# EXERCISE INSTRUCTIONS
Recast the entries below as a numbered list, from the line containing "Could you please pick out the bare tree" through the final line, omitting blank lines.
## BEGIN
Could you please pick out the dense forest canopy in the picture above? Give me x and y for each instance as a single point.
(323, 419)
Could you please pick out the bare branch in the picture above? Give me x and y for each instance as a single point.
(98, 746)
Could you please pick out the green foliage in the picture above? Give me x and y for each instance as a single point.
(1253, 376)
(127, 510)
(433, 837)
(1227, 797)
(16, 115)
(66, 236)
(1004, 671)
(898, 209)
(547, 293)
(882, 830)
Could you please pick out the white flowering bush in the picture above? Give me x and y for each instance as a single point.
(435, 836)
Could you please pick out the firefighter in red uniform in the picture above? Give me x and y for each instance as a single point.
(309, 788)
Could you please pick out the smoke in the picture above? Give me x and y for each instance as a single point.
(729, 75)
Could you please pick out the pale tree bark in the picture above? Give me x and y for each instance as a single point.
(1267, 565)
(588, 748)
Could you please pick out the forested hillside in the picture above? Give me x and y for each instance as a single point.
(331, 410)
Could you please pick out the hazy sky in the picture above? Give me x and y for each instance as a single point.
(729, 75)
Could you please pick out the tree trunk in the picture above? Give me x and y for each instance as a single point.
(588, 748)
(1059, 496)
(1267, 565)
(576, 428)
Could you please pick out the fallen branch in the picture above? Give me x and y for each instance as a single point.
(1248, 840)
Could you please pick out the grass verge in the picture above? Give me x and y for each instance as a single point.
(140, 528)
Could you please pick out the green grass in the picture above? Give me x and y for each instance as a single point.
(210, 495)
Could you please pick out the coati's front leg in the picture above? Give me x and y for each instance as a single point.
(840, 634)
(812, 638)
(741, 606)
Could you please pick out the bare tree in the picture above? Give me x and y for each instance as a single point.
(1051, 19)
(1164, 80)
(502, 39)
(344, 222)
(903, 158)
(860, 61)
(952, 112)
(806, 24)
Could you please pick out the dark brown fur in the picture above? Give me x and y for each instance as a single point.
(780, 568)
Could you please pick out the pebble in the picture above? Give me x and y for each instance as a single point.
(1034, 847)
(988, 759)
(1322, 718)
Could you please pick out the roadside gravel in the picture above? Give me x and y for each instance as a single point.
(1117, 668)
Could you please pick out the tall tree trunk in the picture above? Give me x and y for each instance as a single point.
## END
# IN RESPONSE
1. Could you please pick out the bare tree in the picture above? Give me x and y for each instance as a single point.
2. (1051, 19)
3. (1164, 80)
4. (502, 39)
5. (344, 222)
6. (903, 158)
7. (860, 61)
8. (952, 112)
9. (806, 24)
10. Could you please pick out the dark brown fur in the picture above? Give me x and y for each instance as a single point.
11. (780, 568)
12. Could you please pick out the pebble in the picture above? Give me x and y for each instance as a single point.
13. (1034, 847)
14. (988, 759)
15. (1322, 718)
16. Could you please pick out the roadside gravel in the picture above? Give me x and y for each instance as a single point.
17. (1117, 668)
18. Could you please pick out the tall tree trunk in the picture above? Give me x and y for each instance as a single point.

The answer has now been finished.